## What the task requires
Write the rows below as a CSV with the columns label_text and points. Give one line per row, with the row's text in the first field and its answer in the second, each in double quotes and with line breaks turned into spaces.
+++++
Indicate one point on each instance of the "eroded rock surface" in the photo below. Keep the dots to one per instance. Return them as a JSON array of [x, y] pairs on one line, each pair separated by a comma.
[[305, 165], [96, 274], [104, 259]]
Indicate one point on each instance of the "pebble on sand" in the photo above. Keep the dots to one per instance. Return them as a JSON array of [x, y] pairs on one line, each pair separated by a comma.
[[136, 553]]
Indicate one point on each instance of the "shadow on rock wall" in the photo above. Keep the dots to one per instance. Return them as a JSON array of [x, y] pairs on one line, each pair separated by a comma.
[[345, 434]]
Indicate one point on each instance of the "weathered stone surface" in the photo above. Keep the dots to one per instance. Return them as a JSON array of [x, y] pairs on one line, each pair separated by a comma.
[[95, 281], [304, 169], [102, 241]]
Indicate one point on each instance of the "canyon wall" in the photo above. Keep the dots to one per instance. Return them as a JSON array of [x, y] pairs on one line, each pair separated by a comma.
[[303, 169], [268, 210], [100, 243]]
+++++
## Task answer
label_text,points
"Indicate one point on each instance of the ""eroded rock surface"" in the photo below. Keep the dots to one per instance. Return them as a JSON array of [x, y] pairs on one line, each pair separated by a comma.","[[305, 165], [96, 274], [104, 259]]"
"Indicate one point on each instance of the ""pebble on sand"" in the photo above. Keep the dots to one per instance. Return them as a JSON array of [x, y] pairs on one line, each pair separated by a comma.","[[136, 553]]"
"Indicate one point on each instance of the ""shadow on rock wall"" in the photo above. Keep the dots to one per instance. Return them as a JSON array of [x, y] pairs on one line, each pair separated by a comma.","[[345, 434]]"
"Indicate one point on each instance of the ""weathered stone surface"" in the photo above. Keep the dots to one per instance. Return them as a JSON array of [x, y] pairs on one line, each pair separated by a comma.","[[95, 281], [304, 169], [102, 241]]"
"Indicate one point on each instance of the ""canyon wall"" in the photo above. Keep the dots to one per instance. Return them as a JSON array of [x, y] pairs on one line, each pair separated by a comma.","[[303, 169], [268, 210], [100, 243]]"